[Point-per-instance localization data]
■ ■ ■ ■ ■ ■ ■

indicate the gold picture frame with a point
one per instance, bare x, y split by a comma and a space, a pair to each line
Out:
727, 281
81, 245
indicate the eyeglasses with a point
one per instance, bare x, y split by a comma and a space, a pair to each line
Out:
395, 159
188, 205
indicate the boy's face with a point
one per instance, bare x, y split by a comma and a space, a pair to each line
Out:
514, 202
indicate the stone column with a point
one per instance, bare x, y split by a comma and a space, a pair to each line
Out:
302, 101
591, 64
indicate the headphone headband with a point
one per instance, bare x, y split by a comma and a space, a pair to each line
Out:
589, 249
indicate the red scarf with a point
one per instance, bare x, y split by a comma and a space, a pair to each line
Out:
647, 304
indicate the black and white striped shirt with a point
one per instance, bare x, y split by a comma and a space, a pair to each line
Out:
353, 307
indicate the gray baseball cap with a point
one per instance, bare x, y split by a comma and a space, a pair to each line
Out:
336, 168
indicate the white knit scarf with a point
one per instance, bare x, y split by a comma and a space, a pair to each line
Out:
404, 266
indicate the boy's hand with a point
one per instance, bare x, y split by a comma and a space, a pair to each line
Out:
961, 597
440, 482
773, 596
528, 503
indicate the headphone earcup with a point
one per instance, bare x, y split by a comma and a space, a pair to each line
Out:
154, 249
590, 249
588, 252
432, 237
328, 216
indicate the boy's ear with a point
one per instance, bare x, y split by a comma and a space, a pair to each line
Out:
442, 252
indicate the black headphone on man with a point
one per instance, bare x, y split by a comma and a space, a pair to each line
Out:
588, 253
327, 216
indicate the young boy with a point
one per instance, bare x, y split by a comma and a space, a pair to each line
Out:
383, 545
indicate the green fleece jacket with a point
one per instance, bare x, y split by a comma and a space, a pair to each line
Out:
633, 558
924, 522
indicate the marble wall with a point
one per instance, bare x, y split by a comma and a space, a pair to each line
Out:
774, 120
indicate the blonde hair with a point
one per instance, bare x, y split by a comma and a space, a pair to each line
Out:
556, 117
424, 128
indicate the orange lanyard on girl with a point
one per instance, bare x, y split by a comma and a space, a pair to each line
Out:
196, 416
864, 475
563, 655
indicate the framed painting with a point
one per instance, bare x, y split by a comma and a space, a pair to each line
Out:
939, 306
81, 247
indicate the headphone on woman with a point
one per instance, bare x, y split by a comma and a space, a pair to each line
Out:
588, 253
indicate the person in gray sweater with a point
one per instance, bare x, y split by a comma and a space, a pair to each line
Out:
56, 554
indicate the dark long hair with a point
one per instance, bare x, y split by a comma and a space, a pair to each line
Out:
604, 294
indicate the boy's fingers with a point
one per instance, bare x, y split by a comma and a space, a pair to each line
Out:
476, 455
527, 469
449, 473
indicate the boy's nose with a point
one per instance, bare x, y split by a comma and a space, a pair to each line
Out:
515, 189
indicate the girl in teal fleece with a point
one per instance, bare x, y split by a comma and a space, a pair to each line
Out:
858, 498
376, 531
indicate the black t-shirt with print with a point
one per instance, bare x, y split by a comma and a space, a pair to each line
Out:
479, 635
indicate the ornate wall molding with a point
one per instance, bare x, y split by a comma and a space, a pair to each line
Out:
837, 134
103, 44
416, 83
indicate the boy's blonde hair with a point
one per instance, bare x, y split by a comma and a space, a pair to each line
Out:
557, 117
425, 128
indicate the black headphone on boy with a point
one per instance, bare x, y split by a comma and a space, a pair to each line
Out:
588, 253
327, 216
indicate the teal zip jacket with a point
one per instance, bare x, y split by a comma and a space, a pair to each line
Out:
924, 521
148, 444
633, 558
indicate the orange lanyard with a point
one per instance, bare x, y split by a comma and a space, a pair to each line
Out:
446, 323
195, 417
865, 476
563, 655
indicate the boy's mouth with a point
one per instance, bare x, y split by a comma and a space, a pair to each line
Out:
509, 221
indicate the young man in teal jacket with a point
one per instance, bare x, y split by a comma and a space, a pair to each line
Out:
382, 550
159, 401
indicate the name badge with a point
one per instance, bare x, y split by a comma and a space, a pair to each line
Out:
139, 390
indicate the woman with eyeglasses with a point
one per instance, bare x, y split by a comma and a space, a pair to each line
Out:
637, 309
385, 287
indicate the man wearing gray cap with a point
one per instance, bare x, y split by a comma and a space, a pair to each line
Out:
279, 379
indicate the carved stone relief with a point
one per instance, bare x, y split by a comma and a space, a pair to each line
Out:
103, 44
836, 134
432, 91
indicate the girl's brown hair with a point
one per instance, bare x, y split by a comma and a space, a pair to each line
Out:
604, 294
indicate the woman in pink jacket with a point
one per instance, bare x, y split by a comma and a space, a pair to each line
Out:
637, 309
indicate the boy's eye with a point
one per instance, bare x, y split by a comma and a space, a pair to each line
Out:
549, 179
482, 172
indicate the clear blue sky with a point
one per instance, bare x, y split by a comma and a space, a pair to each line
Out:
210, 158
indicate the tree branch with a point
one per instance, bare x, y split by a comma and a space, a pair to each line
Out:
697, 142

■ ■ ■ ■ ■ ■ ■

Each line above that contains "orange" must be copied out.

indicate the orange lanyard on girl with a point
indicate the orange lanyard with a point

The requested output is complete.